**Written request:**
Can you reproduce all the records below, requests included, with every point coordinate in the answers multiplied by 1.45 and rounded to the nearest whole number (halves up)? Leave out the pictures, and keep the requests and their sample coordinates unchanged.

**Input data:**
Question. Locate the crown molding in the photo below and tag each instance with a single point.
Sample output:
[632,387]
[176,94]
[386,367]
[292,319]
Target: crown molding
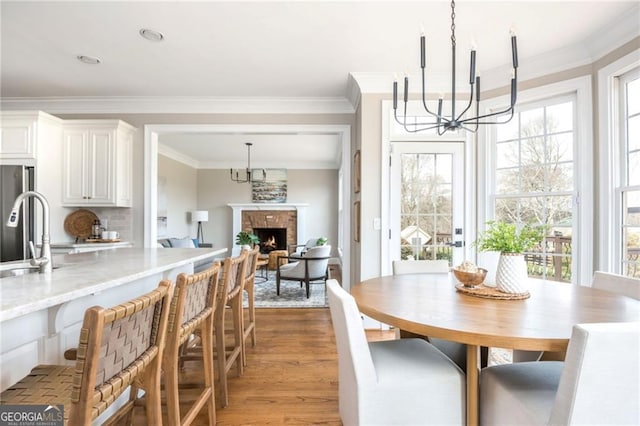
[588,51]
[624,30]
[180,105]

**Task solution:**
Question. Locate the crown molding in the photo below and tag each instance with a single point.
Sample output:
[632,387]
[176,94]
[386,367]
[292,319]
Target: crown molding
[853,74]
[905,44]
[261,152]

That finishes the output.